**Consigne:**
Pouvez-vous réécrire le passage du texte sur les vestiges de Rumipamba qui commence par "En termes généraux, deux" et se poursuit jusqu'à "associé à la Période du Développement Régional.", en remplaçant "ossements" par "restes osseux" ?

**Extrait du texte:**
* * * * * * *

Le premier contexte faisant l’objet du parcours touristique consiste en une série de murs en pierre orientés vers le Pichincha. Ces-derniers ont été restaurés; deux hypothèses ont été formulées sur leur origine. La première leur attribue la fonction de sentiers situés à la manière de bornes pour guider les pèlerinages vers le volcan (considéré comme sacré de ce point de vue-là, ce qui associerait Rumipamba à un lieu de culte, voire à un «observatoire astronomique» selon certains). Un crâne humain avec offrandes a été trouvé dans une poterie au pied d’un des murs, ce qui semblerait aller dans le sens d’un statut particulier accordé à ces-derniers. La deuxième hypothèse propose plutôt que ces murs auraient aussi pu avoir rempli une fonction de contention des matériaux volcaniques en provenance du Pichincha. En fait, ces deux hypothèses ne se contredisent pas: ainsi, d’un point de vue comparatif, bien qu’à partir d’un contexte certes éloigné, il convient de signaler que sur le site Santa Ana-la Florida (canton Palanda, province de Zamora Chinchipe), les inhumations se trouvent au pied de murs qui exercent également une fonction de contention, raison pour laquelle l’usage fonctionnel n’est pas forcément excluant de l’usage rituel.

En termes généraux, deux niveaux d’occupation ont été identifiés dans ce secteur: le premier, conformé par des ossements dispersés datant du Formatif tardif (qui s’étendent jusqu’au campus de l’Université Technologique Équinoxiale). Il n’est pas à exclure que les habitants de cette époque aient été surpris par quelque phénomène d’origine volcanique. Le deuxième niveau pour sa part a été associé à la Période du Développement Régional.

Le deuxième contexte présenté dans le circuit est l'»unité 2″. Celle-ci a révélé trois niveaux d’occupation culturelle: le premier (Période d’Intégration) est conformé par les vestiges d’une hutte circulaire («bohío») au sol compact et aux blocs en pierre fiscille. Une inhumation orientée vers l’est a été trouvée à l’extérieur de cette structure. Quant au deuxième niveau d’occupation, il consiste en une série de murs de contention, alors que le troisième est représenté par un foyer.

A son tour, l’unité 3 (fin du Développement Régional/Début Intégration) se caractérise par la présence de «plateformes», parmi lesquelles des poteries qui semblent avoir été intentionnellement brisées dans le cadre de quelque pratique rituelle, ont été trouvées. Une de ces «offrandes» contenait des ossements d’animal. Il s’agit d’un type de poterie probablement originaire du Littoral et de l’Amazonie (pour une analyse détaillée des tombes et des traces d’échanges à longue distance, voir Ugalde, 2007).

Enfin, l’unité 5 présente deux foyers associés à la Période d’Intégration dans ce qui est considéré comme un endroit de préparation des aliments ou d’élaboration de céramique. Ce niveau se superpose à un «bohío» avec des piliers, des fibres végétales, un sol en terre battue et brulée associés à la Période du Développement Régional.

* * * * * * *

**Données étudiées:**
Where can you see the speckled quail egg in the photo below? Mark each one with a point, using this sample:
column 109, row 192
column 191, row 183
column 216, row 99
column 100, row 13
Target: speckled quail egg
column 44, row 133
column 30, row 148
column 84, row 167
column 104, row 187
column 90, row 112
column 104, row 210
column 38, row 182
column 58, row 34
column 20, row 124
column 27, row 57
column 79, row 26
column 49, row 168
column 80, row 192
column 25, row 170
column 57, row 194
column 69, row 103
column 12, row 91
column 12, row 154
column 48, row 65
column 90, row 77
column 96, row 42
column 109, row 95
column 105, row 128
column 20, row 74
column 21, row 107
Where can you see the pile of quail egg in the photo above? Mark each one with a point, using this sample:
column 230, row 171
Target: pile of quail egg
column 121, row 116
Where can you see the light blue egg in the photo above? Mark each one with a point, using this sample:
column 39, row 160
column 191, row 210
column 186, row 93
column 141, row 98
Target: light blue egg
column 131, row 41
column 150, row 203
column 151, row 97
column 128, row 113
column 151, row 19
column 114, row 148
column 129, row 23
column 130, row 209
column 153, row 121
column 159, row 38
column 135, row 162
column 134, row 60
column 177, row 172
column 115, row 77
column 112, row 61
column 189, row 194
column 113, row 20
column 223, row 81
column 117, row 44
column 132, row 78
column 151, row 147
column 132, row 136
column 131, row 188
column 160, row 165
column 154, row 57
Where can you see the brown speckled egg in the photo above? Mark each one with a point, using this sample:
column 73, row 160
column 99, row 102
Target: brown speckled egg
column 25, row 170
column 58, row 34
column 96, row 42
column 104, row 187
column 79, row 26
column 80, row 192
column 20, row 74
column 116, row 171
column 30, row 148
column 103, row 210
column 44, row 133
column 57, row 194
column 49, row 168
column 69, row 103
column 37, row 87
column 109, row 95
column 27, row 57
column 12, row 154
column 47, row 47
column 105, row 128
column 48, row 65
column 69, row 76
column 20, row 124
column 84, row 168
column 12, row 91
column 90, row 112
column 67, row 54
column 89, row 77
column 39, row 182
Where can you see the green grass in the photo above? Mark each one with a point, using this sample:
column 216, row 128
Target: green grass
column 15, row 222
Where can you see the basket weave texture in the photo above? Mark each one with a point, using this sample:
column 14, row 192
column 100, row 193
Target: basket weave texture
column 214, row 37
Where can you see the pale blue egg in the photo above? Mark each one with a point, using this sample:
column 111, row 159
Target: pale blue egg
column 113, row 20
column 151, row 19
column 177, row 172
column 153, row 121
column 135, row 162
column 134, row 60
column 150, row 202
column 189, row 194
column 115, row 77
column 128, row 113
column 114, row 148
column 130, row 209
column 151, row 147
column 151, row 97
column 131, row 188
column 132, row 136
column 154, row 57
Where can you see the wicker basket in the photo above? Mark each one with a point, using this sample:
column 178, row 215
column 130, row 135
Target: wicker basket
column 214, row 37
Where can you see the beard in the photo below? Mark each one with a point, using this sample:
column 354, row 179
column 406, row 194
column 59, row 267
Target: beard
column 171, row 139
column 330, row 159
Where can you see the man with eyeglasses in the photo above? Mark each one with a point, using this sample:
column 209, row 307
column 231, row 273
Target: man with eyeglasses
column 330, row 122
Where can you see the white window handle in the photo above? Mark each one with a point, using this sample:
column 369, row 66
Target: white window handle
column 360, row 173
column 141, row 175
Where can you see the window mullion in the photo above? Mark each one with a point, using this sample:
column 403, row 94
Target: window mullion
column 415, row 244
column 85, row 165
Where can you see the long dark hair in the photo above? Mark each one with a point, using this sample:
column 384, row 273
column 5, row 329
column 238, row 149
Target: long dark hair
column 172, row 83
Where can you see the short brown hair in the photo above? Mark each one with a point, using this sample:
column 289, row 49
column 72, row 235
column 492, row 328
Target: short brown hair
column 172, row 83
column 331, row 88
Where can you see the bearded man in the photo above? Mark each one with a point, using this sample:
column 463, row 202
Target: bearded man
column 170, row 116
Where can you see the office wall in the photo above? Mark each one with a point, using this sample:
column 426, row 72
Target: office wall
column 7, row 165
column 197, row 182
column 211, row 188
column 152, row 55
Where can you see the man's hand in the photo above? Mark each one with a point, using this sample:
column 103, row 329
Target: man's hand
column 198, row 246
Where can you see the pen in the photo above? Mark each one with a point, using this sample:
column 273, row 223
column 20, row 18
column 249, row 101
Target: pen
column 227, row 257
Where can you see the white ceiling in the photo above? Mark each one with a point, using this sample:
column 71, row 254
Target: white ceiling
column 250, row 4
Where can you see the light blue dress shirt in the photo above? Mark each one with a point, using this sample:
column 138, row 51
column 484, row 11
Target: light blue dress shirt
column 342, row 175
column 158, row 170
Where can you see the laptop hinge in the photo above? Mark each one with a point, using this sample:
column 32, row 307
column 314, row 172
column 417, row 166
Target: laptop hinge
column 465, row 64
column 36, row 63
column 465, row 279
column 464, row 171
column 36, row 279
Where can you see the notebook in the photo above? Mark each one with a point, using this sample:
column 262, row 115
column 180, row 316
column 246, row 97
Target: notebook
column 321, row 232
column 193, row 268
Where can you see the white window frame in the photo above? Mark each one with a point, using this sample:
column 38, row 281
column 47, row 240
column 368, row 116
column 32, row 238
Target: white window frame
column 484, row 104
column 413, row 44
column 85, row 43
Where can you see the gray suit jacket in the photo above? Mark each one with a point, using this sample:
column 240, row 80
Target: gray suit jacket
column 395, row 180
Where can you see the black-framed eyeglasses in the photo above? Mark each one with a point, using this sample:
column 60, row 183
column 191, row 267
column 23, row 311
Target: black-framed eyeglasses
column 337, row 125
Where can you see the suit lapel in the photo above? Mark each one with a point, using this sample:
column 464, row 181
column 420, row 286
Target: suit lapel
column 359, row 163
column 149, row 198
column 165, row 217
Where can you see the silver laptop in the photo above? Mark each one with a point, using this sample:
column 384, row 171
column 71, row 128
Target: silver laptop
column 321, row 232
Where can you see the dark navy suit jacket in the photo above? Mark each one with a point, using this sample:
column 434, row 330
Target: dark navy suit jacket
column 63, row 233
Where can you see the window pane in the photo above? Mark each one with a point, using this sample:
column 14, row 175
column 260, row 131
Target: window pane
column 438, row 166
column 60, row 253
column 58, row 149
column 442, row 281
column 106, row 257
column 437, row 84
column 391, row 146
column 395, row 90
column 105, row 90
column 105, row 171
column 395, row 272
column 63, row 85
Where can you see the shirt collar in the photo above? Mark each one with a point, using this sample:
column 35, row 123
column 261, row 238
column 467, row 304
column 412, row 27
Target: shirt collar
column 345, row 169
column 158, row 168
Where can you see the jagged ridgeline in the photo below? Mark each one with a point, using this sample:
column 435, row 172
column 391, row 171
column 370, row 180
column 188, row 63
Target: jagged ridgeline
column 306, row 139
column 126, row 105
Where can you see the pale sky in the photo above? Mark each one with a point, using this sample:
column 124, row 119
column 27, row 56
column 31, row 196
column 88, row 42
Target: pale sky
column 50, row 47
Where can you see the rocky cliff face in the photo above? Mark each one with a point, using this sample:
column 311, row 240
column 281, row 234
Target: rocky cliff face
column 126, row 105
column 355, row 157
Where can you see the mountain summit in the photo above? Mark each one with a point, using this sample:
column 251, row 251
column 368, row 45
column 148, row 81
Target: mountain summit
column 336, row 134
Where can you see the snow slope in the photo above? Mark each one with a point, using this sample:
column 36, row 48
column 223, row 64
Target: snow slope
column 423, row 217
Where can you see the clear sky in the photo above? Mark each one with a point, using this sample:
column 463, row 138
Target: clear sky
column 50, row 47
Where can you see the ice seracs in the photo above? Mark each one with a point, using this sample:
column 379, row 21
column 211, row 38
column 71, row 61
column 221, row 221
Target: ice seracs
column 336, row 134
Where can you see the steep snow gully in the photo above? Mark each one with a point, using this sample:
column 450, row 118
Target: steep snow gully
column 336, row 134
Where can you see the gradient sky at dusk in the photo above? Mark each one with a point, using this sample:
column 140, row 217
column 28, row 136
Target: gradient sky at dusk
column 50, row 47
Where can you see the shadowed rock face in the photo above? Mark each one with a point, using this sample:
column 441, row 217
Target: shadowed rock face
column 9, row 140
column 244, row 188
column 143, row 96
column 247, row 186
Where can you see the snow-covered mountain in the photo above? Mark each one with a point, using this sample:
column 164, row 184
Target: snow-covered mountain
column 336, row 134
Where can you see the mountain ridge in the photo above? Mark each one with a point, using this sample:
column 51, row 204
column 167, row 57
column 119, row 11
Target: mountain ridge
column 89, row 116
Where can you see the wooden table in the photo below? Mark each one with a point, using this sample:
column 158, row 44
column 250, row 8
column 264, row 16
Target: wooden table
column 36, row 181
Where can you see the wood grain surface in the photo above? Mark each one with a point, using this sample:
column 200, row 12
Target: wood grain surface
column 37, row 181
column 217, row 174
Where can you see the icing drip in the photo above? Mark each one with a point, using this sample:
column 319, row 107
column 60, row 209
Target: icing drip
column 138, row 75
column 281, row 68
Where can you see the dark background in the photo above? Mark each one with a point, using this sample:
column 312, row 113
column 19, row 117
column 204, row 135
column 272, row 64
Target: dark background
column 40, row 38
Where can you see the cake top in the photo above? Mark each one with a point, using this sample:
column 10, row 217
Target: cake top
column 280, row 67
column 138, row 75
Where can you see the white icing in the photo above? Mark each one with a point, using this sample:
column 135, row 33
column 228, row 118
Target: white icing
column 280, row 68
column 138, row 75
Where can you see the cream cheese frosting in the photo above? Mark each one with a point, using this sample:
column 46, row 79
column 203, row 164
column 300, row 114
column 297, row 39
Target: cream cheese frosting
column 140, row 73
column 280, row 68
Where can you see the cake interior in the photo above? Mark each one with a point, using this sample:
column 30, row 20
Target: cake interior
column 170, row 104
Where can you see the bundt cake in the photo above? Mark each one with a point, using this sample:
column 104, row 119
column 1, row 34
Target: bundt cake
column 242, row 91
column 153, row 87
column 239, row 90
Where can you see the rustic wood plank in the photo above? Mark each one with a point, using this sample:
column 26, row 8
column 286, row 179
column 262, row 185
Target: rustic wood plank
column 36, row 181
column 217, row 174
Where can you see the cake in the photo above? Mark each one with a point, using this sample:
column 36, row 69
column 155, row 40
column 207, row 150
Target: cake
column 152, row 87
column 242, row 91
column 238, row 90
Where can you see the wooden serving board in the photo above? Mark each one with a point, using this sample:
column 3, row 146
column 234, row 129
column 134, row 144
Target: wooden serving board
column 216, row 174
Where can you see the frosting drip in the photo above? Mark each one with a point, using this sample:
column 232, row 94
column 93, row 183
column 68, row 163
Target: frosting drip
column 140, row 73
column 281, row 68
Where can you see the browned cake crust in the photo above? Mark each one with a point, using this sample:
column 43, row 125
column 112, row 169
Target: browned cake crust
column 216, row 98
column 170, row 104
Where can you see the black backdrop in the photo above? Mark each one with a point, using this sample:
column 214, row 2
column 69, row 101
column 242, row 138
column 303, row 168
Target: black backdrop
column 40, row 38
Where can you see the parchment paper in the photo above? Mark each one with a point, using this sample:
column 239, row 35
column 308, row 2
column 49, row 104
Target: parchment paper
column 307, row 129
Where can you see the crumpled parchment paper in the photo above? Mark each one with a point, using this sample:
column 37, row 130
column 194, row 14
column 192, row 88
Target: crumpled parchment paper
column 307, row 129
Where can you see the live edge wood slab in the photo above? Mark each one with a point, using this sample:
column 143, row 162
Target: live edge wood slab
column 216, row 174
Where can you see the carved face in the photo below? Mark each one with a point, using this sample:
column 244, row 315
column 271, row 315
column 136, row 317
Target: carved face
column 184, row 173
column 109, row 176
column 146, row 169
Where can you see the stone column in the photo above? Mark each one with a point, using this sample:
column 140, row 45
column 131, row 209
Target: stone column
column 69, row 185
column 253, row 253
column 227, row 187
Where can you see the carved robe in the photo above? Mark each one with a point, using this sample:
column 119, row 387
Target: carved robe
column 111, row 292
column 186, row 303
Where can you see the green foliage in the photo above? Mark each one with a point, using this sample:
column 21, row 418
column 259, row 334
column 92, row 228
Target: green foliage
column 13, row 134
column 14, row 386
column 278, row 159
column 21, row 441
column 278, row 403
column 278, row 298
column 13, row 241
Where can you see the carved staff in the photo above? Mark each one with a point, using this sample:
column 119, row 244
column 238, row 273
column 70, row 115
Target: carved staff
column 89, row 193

* * * * * * *

**Réponse:**
En termes généraux, deux niveaux d’occupation ont été identifiés dans ce secteur: le premier, conformé par des restes osseux dispersés datant du Formatif tardif (qui s’étendent jusqu’au campus de l’Université Technologique Équinoxiale). Il n’est pas à exclure que les habitants de cette époque aient été surpris par quelque phénomène d’origine volcanique. Le deuxième niveau pour sa part a été associé à la Période du Développement Régional.